The data below is to be written out exactly, with no pictures.

┌─ Input data

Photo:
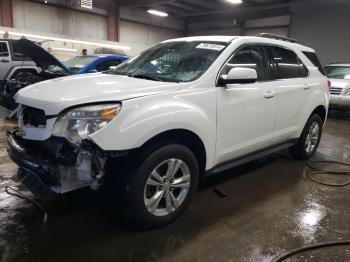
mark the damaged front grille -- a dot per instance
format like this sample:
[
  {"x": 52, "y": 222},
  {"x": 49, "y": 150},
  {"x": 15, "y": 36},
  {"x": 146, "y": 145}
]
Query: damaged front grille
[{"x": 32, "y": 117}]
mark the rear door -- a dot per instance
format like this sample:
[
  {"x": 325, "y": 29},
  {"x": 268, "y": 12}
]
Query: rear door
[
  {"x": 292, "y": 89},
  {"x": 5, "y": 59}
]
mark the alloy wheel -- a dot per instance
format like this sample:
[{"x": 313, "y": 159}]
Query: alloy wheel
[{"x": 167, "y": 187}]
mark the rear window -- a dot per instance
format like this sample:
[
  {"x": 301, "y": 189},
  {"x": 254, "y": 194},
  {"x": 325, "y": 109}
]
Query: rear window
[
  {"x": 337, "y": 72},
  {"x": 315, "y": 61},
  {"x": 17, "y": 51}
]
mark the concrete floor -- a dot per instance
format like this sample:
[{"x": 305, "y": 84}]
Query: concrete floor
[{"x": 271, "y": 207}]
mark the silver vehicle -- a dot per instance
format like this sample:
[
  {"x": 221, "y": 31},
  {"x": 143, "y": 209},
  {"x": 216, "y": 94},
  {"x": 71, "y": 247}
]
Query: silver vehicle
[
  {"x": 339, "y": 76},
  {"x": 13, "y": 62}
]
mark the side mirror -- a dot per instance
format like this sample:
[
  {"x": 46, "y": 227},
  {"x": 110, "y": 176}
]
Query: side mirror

└─

Exercise response:
Photo:
mark the damaged front grille -- a dot per instance
format like this sample:
[
  {"x": 52, "y": 222},
  {"x": 49, "y": 150},
  {"x": 15, "y": 36},
  {"x": 146, "y": 145}
]
Query: damaged front grille
[{"x": 32, "y": 117}]
mark the rear door -- a dot per instance
format like this sample:
[
  {"x": 325, "y": 29},
  {"x": 268, "y": 12}
]
Query: rear door
[
  {"x": 292, "y": 89},
  {"x": 5, "y": 59}
]
mark the alloy wheel -- a dot per instance
format like this sample:
[{"x": 313, "y": 159}]
Query: alloy wheel
[{"x": 167, "y": 187}]
mark the rear window -- a dot per instance
format like this sample:
[
  {"x": 301, "y": 189},
  {"x": 254, "y": 194},
  {"x": 325, "y": 109}
]
Query: rear window
[
  {"x": 337, "y": 72},
  {"x": 315, "y": 61},
  {"x": 17, "y": 51}
]
mark the concrete floor -- a dot per instance
format like this sample:
[{"x": 305, "y": 84}]
Query: concrete floor
[{"x": 271, "y": 207}]
mark the silver vehicle -- a dot per instance
format like this sample:
[
  {"x": 221, "y": 31},
  {"x": 143, "y": 209},
  {"x": 216, "y": 94},
  {"x": 71, "y": 247}
]
Query: silver vehicle
[
  {"x": 339, "y": 76},
  {"x": 13, "y": 62}
]
mark the side mirror -- a dot per instance
format like this sample:
[
  {"x": 46, "y": 227},
  {"x": 110, "y": 176}
]
Query: side mirror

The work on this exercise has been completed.